There is one span to output from the data below: the lines starting at the line with "Could you please indicate the shoe" and ending at the line with "Could you please indicate the boy". Output it exactly, ends included, nothing more.

## Records shown
■ ■ ■ ■ ■ ■ ■

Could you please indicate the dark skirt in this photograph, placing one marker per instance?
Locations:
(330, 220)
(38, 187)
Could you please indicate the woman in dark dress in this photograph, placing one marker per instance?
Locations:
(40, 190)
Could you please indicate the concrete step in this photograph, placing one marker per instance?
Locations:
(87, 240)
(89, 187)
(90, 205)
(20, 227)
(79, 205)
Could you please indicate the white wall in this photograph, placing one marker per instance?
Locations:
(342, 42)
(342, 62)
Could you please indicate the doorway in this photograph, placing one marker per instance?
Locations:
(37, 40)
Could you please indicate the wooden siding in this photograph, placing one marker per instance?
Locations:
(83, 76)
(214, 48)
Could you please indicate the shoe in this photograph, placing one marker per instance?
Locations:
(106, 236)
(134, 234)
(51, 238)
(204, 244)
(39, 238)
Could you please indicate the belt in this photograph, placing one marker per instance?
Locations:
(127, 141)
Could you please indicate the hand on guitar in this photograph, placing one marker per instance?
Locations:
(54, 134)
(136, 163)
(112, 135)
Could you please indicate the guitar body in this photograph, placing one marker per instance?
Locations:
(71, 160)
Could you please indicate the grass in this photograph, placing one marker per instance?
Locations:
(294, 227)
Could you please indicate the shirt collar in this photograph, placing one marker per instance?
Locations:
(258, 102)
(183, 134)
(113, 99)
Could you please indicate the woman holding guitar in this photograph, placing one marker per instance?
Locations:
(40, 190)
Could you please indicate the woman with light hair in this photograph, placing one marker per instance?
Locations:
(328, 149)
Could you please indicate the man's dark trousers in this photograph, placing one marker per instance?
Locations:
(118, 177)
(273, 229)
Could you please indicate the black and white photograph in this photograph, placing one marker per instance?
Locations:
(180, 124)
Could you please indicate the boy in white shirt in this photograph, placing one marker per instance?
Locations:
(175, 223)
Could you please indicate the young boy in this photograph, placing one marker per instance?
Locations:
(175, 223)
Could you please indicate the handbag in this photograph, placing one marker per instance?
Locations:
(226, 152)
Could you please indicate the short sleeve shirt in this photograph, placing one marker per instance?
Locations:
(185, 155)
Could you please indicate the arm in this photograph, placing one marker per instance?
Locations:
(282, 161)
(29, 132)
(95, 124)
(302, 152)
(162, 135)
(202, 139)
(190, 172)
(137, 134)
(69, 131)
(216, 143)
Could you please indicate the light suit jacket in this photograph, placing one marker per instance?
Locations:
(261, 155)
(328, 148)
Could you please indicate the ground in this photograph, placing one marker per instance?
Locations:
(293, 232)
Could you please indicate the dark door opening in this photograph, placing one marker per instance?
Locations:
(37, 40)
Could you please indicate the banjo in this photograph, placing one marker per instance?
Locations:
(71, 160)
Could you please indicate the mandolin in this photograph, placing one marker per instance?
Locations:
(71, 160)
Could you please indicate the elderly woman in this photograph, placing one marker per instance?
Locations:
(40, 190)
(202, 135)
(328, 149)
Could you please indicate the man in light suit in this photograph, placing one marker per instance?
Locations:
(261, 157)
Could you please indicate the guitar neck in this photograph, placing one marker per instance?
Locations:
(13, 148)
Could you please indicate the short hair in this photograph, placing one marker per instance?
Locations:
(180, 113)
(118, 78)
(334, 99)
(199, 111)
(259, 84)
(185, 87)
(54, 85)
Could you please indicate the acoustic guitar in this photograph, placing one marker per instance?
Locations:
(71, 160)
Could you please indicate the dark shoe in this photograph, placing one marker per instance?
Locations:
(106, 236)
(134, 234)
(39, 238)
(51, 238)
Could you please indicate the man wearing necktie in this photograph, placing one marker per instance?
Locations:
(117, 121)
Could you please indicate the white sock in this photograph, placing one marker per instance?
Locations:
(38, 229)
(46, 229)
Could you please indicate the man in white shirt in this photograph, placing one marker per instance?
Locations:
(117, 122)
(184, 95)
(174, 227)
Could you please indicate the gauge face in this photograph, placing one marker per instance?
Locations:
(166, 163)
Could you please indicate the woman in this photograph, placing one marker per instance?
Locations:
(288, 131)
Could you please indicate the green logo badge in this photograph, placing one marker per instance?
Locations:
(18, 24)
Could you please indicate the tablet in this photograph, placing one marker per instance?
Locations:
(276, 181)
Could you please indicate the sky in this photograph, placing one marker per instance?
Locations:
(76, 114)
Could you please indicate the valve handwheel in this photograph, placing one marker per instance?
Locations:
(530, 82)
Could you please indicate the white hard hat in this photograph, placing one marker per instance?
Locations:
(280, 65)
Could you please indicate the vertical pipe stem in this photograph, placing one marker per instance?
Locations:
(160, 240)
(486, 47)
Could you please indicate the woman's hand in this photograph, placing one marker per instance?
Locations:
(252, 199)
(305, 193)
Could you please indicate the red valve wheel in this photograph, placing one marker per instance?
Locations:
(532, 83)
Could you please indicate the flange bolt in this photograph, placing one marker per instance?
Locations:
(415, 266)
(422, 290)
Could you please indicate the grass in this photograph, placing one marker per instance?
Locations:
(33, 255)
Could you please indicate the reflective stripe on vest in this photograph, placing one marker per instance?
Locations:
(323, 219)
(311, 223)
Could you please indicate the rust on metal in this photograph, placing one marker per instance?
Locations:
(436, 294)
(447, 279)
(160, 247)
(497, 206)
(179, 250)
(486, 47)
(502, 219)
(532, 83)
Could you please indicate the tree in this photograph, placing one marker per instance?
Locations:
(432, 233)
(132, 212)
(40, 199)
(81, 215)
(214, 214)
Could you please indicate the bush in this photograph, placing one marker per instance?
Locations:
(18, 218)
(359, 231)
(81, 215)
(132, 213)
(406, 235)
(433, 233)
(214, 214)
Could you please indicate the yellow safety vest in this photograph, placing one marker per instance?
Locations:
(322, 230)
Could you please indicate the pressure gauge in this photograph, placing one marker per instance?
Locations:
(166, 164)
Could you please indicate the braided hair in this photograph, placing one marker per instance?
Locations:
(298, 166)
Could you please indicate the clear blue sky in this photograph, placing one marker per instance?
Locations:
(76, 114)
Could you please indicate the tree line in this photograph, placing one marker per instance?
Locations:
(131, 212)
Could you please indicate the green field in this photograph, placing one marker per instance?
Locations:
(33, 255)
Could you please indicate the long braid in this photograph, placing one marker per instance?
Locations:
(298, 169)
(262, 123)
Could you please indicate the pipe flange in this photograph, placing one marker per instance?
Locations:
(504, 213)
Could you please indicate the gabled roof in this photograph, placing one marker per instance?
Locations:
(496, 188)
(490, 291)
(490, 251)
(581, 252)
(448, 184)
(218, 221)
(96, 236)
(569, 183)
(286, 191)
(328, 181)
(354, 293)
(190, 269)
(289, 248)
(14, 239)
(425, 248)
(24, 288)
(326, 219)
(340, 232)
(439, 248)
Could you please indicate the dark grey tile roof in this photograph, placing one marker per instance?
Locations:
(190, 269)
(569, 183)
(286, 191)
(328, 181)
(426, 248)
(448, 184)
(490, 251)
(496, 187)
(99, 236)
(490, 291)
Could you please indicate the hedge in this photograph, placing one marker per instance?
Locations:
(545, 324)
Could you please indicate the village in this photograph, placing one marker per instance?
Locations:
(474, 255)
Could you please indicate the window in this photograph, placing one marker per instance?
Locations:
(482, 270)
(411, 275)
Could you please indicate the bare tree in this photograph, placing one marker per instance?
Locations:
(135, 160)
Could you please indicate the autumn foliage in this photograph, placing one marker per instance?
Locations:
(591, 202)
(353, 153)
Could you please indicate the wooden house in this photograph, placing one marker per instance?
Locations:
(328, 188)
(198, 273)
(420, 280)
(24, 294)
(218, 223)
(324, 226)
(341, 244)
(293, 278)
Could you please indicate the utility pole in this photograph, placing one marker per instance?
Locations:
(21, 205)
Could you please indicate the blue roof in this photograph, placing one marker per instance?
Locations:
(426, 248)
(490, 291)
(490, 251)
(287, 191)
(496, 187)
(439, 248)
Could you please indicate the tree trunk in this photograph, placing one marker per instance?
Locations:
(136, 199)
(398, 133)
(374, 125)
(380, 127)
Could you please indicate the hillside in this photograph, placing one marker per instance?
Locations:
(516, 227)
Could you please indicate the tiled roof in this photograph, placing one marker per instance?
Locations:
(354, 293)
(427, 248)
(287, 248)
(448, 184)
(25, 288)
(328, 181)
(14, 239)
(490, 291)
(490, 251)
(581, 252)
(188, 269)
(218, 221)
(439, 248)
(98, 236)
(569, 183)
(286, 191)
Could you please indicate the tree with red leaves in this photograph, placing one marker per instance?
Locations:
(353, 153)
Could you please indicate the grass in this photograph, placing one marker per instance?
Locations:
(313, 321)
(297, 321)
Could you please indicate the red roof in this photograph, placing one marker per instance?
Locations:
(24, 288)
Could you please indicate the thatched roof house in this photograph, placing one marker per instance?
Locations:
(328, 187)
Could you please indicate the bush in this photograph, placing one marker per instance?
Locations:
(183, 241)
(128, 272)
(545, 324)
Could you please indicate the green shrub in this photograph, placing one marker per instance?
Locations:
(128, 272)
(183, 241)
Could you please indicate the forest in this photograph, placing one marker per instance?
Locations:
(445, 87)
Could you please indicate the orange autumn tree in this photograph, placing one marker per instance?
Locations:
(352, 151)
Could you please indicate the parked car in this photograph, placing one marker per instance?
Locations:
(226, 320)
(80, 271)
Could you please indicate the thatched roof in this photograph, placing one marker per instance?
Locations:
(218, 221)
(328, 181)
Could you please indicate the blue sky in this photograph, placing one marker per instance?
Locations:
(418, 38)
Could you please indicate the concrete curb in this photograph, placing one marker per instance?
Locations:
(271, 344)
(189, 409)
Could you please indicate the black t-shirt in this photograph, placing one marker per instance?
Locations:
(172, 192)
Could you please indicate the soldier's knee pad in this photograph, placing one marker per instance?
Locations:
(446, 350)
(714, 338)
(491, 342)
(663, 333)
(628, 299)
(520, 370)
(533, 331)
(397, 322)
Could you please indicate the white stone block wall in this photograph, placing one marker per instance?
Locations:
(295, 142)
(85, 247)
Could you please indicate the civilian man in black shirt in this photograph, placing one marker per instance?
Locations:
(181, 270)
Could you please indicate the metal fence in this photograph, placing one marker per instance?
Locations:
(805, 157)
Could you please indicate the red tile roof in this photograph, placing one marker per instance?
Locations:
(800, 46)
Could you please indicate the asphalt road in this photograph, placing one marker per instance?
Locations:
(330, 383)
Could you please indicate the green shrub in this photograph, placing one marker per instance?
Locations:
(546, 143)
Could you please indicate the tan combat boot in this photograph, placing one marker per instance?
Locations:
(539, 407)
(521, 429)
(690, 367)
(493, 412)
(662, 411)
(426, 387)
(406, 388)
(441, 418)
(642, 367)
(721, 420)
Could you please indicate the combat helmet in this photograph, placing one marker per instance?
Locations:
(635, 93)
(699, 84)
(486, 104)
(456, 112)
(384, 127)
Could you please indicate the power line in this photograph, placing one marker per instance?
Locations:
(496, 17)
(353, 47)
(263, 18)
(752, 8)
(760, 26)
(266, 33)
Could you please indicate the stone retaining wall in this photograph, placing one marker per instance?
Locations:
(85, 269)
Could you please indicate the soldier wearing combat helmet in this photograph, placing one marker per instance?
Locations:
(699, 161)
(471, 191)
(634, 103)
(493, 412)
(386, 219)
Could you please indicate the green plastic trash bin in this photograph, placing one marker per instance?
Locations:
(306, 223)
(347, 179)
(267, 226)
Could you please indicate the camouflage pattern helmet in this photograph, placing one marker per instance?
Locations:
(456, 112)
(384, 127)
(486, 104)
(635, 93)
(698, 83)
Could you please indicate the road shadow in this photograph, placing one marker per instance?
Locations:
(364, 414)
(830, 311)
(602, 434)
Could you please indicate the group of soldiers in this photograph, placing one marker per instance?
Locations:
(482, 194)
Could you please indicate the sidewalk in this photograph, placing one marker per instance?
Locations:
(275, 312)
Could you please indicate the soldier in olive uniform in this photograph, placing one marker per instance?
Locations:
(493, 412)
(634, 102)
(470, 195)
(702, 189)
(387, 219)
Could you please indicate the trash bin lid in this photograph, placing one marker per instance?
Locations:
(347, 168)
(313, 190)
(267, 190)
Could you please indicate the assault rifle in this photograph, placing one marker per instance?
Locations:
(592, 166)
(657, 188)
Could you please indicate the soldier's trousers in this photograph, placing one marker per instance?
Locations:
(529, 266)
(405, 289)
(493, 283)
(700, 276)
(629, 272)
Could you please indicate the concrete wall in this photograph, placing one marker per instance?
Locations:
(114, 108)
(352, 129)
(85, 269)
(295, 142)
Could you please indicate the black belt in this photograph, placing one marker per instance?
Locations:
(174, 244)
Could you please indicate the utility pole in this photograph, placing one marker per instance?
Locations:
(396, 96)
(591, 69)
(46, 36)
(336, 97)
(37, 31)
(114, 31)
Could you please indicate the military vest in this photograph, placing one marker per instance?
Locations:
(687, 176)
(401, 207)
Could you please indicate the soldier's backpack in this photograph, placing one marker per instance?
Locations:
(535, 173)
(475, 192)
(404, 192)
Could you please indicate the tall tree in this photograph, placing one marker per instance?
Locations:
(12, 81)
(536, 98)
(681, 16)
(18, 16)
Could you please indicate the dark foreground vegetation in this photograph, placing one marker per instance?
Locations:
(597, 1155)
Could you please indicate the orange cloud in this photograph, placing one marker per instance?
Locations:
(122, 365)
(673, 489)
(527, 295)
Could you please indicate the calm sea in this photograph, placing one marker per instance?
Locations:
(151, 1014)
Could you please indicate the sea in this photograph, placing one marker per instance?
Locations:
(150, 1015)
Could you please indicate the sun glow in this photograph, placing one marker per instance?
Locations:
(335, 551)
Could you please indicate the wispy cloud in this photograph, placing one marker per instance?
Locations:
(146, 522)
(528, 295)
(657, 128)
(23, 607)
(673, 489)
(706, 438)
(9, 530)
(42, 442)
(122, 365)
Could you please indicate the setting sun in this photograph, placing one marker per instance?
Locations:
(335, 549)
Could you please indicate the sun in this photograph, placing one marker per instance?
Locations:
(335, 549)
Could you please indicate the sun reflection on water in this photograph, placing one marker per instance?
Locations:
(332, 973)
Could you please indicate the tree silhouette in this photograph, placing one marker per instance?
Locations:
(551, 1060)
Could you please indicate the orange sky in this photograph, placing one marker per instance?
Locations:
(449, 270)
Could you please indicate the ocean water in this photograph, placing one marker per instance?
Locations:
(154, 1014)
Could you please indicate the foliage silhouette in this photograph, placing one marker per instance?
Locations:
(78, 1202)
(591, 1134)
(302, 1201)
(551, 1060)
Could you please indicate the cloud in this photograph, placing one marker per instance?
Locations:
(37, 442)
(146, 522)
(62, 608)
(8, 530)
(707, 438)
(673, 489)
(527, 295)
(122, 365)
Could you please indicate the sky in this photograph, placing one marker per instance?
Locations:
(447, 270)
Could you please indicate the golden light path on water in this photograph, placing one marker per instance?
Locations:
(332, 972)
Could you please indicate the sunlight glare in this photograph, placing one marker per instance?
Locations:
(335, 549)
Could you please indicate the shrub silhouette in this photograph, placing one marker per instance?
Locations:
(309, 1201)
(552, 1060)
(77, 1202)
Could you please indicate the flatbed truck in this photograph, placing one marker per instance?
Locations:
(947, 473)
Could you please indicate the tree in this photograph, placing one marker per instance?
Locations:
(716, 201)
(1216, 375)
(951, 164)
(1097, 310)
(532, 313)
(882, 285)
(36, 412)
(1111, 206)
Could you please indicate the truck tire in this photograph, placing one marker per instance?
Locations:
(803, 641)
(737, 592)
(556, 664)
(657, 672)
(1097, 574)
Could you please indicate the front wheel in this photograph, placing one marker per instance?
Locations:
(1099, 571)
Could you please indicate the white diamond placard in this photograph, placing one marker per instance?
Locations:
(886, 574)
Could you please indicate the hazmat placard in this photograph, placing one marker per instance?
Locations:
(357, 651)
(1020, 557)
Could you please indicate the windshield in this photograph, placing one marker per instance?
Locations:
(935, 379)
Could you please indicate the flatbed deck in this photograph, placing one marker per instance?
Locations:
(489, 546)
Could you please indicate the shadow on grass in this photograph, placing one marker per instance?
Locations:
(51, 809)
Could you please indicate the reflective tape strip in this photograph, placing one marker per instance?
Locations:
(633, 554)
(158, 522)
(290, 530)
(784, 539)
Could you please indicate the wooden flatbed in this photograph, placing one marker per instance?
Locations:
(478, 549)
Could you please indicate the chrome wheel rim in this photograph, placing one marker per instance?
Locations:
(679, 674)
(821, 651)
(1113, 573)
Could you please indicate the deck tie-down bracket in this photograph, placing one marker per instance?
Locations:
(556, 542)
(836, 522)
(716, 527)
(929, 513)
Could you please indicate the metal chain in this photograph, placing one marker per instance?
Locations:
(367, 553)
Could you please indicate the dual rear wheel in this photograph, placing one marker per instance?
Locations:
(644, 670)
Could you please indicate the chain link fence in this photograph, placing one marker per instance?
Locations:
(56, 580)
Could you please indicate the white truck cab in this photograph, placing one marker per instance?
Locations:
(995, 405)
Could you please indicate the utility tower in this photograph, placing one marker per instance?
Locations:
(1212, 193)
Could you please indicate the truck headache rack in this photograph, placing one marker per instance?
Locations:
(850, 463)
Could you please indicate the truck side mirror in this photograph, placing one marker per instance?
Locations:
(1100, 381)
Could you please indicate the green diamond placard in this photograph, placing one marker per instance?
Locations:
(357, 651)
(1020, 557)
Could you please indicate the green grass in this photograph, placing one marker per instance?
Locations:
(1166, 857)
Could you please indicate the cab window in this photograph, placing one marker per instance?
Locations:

■ ■ ■ ■ ■ ■ ■

## Response to this task
Could you please indicate the shoe in this photograph, placing one marker per instance?
Locations:
(106, 236)
(134, 234)
(51, 238)
(204, 244)
(39, 238)
Could you please indicate the belt in this photograph, placing one marker per instance?
Locations:
(127, 141)
Could you please indicate the hand on guitar in this photograph, placing one marker per instance?
Locations:
(54, 134)
(136, 163)
(112, 135)
Could you please indicate the guitar body in this photograph, placing one marker per instance?
Locations:
(71, 160)
Could you please indicate the grass in this photograph, placing one marker per instance?
Locations:
(294, 227)
Could you please indicate the shirt collar in this photograph, placing one marker per instance?
Locations:
(258, 102)
(183, 134)
(113, 99)
Could you please indicate the woman holding guitar in this photograph, placing one marker per instance?
Locations:
(40, 190)
Could you please indicate the woman with light hair in this photograph, placing one marker per instance?
Locations:
(328, 149)
Could you please indicate the man's dark trousers in this photograph, placing one marker per instance?
Locations:
(118, 177)
(273, 229)
Could you please indicate the black and white photograph in this photograph, placing one marker per instance?
Locations:
(180, 124)
Could you please indicate the boy in white shirt in this photograph, placing one marker per instance?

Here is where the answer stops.